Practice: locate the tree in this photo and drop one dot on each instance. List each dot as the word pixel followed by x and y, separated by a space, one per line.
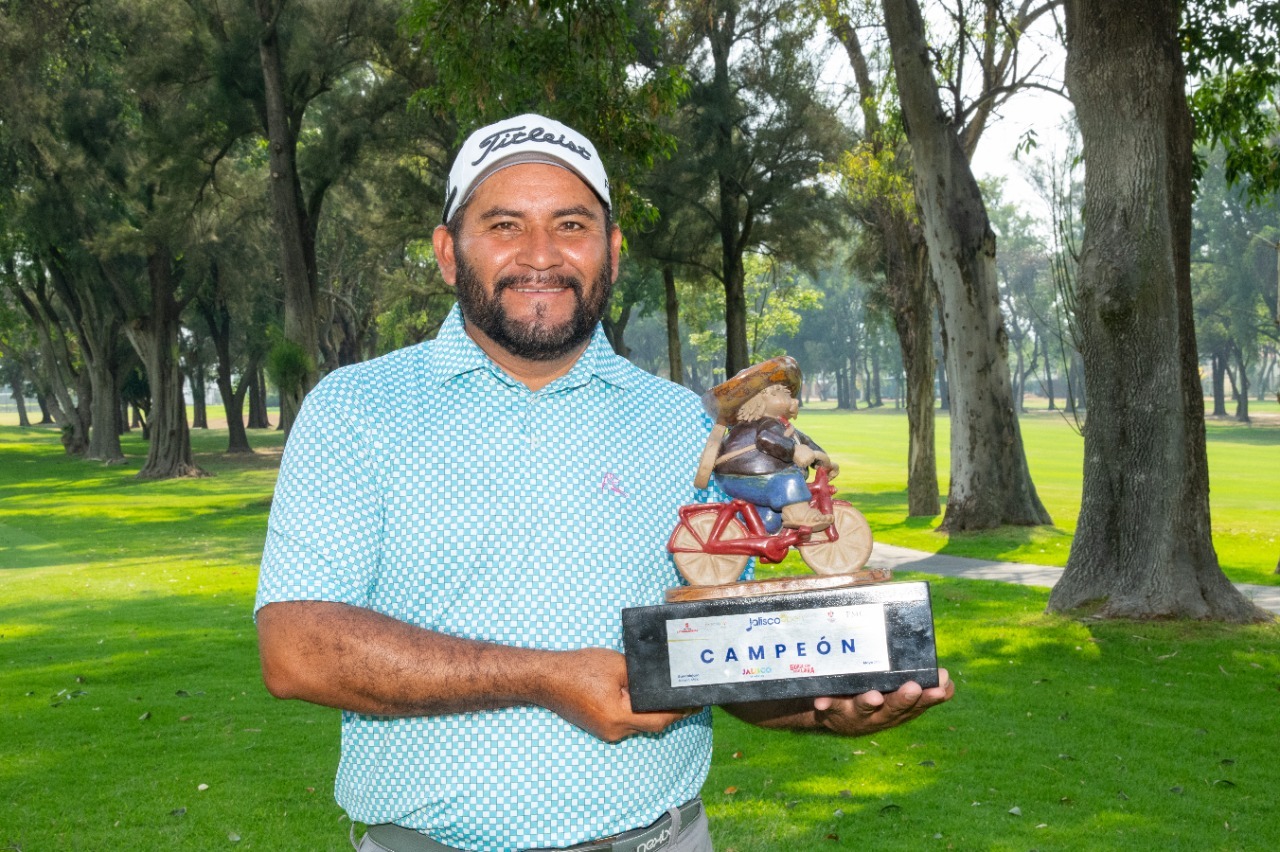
pixel 991 484
pixel 877 182
pixel 1142 544
pixel 760 127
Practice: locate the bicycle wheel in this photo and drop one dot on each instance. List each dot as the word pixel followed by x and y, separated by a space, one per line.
pixel 702 568
pixel 848 553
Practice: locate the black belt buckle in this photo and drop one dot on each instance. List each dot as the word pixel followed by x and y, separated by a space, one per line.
pixel 647 839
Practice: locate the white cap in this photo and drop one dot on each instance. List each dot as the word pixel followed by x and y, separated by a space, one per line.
pixel 525 138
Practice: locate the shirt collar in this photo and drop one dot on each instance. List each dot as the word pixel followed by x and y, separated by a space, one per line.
pixel 455 353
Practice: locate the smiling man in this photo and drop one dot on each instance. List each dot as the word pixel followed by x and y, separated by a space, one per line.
pixel 458 525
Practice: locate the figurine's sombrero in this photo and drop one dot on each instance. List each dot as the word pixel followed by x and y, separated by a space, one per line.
pixel 723 401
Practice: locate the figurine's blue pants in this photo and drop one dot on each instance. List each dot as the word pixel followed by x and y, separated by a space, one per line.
pixel 769 493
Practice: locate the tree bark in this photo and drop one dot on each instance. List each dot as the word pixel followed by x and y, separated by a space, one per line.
pixel 59 372
pixel 1242 399
pixel 671 301
pixel 218 317
pixel 257 417
pixel 97 328
pixel 19 401
pixel 293 224
pixel 155 337
pixel 1142 545
pixel 991 484
pixel 913 321
pixel 1217 372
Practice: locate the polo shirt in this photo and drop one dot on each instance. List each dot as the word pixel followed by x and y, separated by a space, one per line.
pixel 430 486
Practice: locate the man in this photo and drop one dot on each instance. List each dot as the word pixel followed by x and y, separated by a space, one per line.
pixel 457 526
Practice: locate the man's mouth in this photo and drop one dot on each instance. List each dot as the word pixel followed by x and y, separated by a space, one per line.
pixel 538 287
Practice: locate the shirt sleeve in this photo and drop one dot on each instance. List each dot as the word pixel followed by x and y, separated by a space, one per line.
pixel 324 535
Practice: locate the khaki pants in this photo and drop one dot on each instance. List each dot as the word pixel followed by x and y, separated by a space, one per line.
pixel 694 837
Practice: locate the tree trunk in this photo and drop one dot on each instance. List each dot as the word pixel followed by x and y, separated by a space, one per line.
pixel 991 484
pixel 155 337
pixel 199 407
pixel 218 317
pixel 293 225
pixel 59 372
pixel 1142 545
pixel 21 403
pixel 46 408
pixel 104 441
pixel 1217 371
pixel 913 320
pixel 1242 399
pixel 257 417
pixel 671 301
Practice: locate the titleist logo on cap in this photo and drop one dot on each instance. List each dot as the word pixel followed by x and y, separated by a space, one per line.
pixel 508 136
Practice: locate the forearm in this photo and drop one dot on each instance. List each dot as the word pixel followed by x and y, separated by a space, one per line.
pixel 360 660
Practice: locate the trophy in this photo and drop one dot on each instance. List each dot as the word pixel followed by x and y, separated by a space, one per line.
pixel 841 631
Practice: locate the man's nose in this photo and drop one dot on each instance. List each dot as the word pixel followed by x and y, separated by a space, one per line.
pixel 539 250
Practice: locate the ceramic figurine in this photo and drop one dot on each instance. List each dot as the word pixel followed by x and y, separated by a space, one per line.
pixel 760 459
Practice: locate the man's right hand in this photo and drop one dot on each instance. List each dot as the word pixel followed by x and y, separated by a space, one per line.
pixel 589 690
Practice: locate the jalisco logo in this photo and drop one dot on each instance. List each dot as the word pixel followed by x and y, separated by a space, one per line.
pixel 508 136
pixel 763 621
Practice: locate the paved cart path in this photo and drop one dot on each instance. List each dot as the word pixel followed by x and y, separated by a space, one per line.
pixel 1013 572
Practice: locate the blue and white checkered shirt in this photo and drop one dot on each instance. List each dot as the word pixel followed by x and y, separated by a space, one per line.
pixel 430 486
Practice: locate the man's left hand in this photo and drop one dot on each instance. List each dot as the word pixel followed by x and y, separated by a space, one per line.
pixel 849 715
pixel 873 711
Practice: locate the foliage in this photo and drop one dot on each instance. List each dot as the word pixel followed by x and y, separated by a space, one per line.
pixel 777 296
pixel 288 365
pixel 131 687
pixel 1233 54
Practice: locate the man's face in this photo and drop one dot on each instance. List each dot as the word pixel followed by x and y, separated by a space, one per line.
pixel 533 261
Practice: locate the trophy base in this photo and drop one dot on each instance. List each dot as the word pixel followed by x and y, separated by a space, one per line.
pixel 778 586
pixel 790 637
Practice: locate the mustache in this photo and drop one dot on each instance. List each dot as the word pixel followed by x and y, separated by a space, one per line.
pixel 549 279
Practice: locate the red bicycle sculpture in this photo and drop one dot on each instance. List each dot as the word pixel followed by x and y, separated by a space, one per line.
pixel 714 540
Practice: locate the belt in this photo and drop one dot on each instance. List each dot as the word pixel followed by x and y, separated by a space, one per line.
pixel 652 838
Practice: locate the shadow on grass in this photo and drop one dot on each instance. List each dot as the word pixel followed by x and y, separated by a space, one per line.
pixel 142 723
pixel 55 509
pixel 1080 728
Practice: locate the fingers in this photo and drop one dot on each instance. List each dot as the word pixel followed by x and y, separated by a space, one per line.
pixel 872 711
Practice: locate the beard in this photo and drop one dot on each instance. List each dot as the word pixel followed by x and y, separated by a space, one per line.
pixel 536 339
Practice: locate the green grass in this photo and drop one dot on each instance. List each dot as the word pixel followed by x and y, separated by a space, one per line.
pixel 128 679
pixel 1244 480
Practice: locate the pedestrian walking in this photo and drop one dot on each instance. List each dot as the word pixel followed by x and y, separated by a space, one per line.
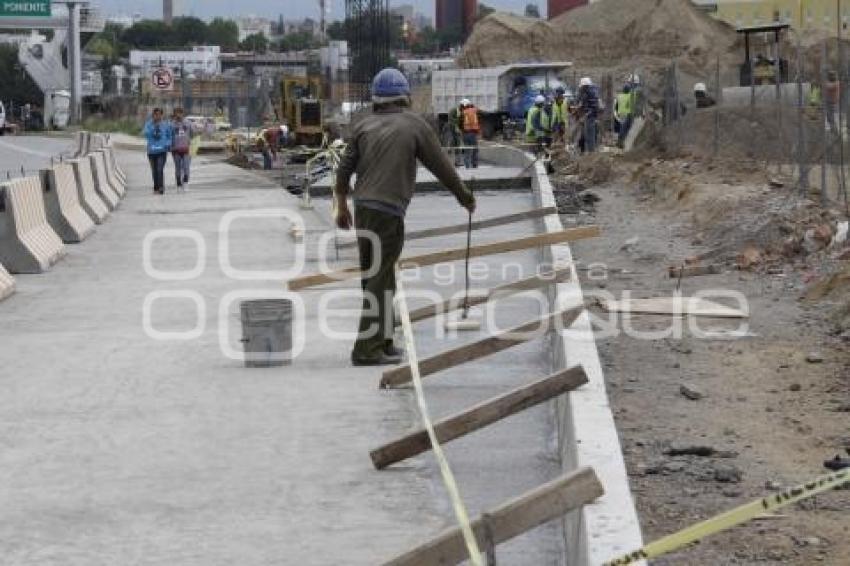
pixel 471 129
pixel 181 144
pixel 157 133
pixel 383 150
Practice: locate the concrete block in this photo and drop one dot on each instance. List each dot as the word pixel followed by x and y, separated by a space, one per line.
pixel 7 283
pixel 115 180
pixel 62 204
pixel 90 201
pixel 101 182
pixel 27 242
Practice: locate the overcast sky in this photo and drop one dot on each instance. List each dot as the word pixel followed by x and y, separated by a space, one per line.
pixel 291 9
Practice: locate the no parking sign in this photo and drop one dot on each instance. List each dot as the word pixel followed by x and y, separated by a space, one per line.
pixel 162 79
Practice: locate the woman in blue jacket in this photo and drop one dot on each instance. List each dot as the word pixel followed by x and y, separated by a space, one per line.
pixel 158 135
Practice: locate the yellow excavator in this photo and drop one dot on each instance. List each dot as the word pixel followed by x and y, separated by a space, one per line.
pixel 301 107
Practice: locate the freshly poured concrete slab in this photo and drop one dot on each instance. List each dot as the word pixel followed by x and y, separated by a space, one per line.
pixel 125 448
pixel 485 177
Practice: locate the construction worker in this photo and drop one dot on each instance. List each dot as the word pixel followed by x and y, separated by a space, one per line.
pixel 471 128
pixel 383 150
pixel 560 114
pixel 624 113
pixel 702 97
pixel 455 131
pixel 181 145
pixel 588 109
pixel 158 136
pixel 537 123
pixel 831 95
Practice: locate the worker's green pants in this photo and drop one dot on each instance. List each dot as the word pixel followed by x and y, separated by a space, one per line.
pixel 377 319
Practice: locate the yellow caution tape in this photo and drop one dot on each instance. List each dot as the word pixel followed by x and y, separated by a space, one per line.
pixel 733 518
pixel 446 471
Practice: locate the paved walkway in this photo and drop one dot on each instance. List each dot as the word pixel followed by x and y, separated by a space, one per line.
pixel 121 449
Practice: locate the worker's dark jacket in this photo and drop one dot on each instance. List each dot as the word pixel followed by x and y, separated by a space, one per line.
pixel 383 151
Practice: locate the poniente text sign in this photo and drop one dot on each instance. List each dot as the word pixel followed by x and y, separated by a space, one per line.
pixel 24 9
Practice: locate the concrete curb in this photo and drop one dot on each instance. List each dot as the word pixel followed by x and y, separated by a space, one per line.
pixel 587 434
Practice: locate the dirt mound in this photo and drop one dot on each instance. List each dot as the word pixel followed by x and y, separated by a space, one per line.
pixel 605 35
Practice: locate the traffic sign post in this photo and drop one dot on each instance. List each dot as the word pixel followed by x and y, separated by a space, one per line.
pixel 25 8
pixel 162 79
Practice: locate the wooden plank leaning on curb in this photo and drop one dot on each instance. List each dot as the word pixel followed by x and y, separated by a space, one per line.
pixel 506 246
pixel 483 348
pixel 481 296
pixel 477 225
pixel 533 508
pixel 479 416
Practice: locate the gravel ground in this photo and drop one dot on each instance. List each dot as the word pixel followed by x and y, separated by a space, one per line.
pixel 772 416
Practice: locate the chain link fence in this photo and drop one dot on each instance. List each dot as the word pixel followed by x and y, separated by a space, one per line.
pixel 792 118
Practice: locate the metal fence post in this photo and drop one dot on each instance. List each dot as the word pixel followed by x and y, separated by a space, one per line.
pixel 824 136
pixel 718 103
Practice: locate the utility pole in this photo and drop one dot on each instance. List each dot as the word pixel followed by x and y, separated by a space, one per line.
pixel 75 61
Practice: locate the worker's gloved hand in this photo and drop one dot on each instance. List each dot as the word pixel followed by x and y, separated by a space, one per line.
pixel 342 216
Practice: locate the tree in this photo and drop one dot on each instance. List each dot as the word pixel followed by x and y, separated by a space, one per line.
pixel 532 11
pixel 149 34
pixel 256 42
pixel 337 31
pixel 483 11
pixel 190 31
pixel 297 41
pixel 426 42
pixel 17 86
pixel 224 33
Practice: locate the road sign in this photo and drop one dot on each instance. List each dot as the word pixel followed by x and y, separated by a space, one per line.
pixel 25 9
pixel 162 79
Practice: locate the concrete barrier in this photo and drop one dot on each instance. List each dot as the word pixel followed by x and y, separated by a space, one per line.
pixel 116 167
pixel 101 182
pixel 95 207
pixel 587 434
pixel 98 142
pixel 27 242
pixel 62 204
pixel 7 283
pixel 112 175
pixel 83 141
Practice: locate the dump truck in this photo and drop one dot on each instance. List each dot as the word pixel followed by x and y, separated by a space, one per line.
pixel 500 93
pixel 301 107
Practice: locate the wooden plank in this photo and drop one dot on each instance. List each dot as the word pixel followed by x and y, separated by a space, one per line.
pixel 535 507
pixel 480 416
pixel 690 306
pixel 693 270
pixel 483 348
pixel 505 246
pixel 477 225
pixel 478 297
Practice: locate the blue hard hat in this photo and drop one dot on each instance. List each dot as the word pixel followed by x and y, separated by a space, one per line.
pixel 389 83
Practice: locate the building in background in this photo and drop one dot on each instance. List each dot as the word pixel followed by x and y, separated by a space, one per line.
pixel 820 15
pixel 200 61
pixel 170 10
pixel 456 15
pixel 252 25
pixel 557 7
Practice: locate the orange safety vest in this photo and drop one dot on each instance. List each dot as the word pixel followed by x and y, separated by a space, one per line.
pixel 470 120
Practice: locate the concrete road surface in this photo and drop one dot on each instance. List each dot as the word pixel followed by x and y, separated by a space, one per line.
pixel 122 448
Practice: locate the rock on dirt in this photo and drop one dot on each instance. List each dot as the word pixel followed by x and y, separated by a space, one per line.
pixel 689 392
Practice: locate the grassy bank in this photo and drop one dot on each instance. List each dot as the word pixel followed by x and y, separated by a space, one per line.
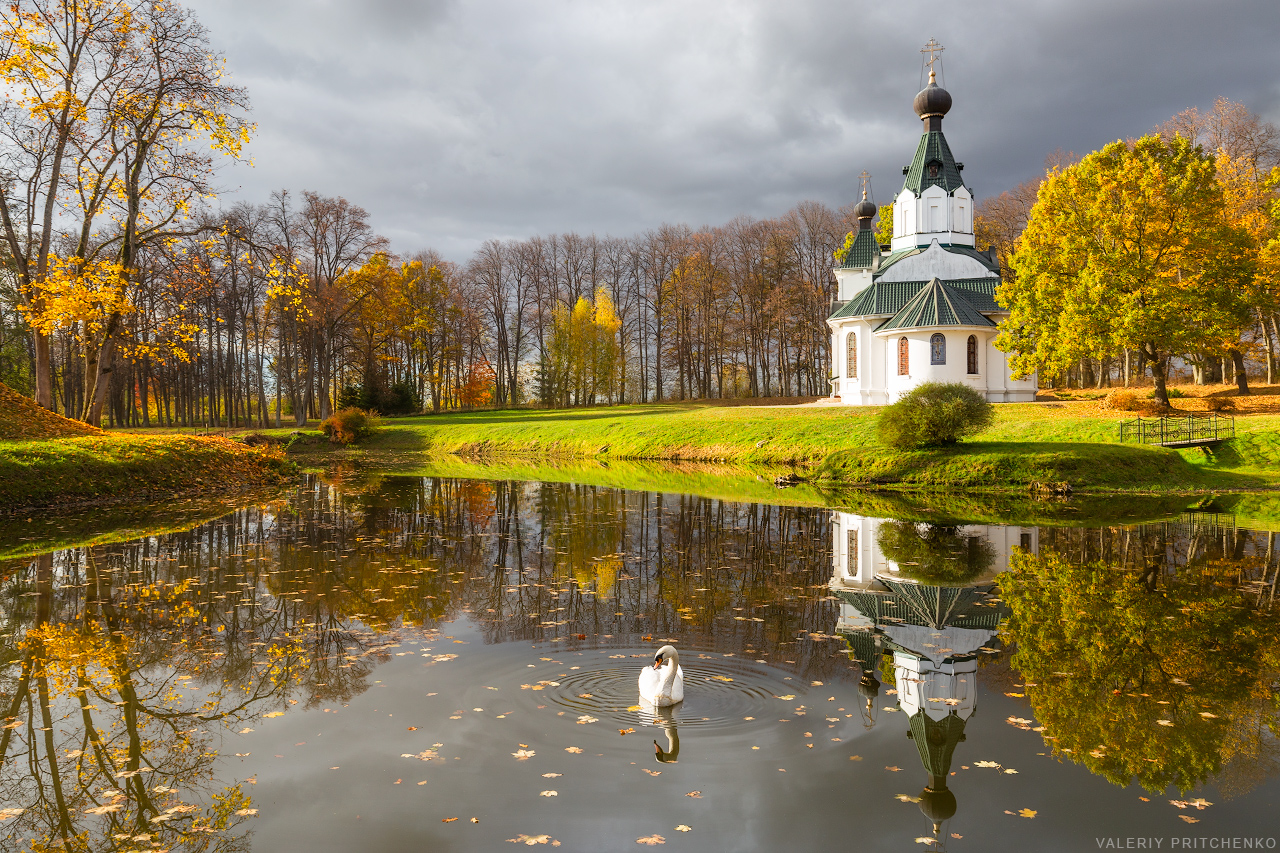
pixel 1047 442
pixel 131 468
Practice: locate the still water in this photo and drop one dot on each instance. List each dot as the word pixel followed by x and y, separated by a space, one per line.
pixel 403 662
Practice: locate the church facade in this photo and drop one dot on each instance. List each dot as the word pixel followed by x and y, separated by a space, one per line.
pixel 922 309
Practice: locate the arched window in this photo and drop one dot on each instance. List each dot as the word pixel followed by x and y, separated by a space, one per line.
pixel 938 349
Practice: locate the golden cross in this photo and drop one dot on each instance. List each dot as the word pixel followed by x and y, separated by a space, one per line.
pixel 935 51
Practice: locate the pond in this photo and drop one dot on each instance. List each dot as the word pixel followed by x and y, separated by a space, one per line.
pixel 421 662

--

The range begins at the line containing "Practice: locate the still" and ends at the last line of the entries; reproduce it exactly.

FINISHED TASK
Practice: locate the still water in this photo and drop one dot on each instance. List each dot as the word pixel followed by x and y, separated by a space, one per line.
pixel 403 662
Practice: locate the church facade in this photo and drop one dot on each instance. List each dot as the word pixel followed by x and y, separated by a space, one per line.
pixel 922 309
Practice: locate the arched window in this photo and drop one dot on each instance. List each dot as the word pixel followed by x and y, separated by a space, one per line.
pixel 938 349
Practice: locate the golden cross in this photo and drop one dot on each instance. List each dot as the word pixel followed by x and y, separated by a space, one per line.
pixel 935 51
Practice: locate the pond in this photo and drop one dot on each instance. List each dot as the word pixel followed by x and y, separated by a space, one per line.
pixel 421 662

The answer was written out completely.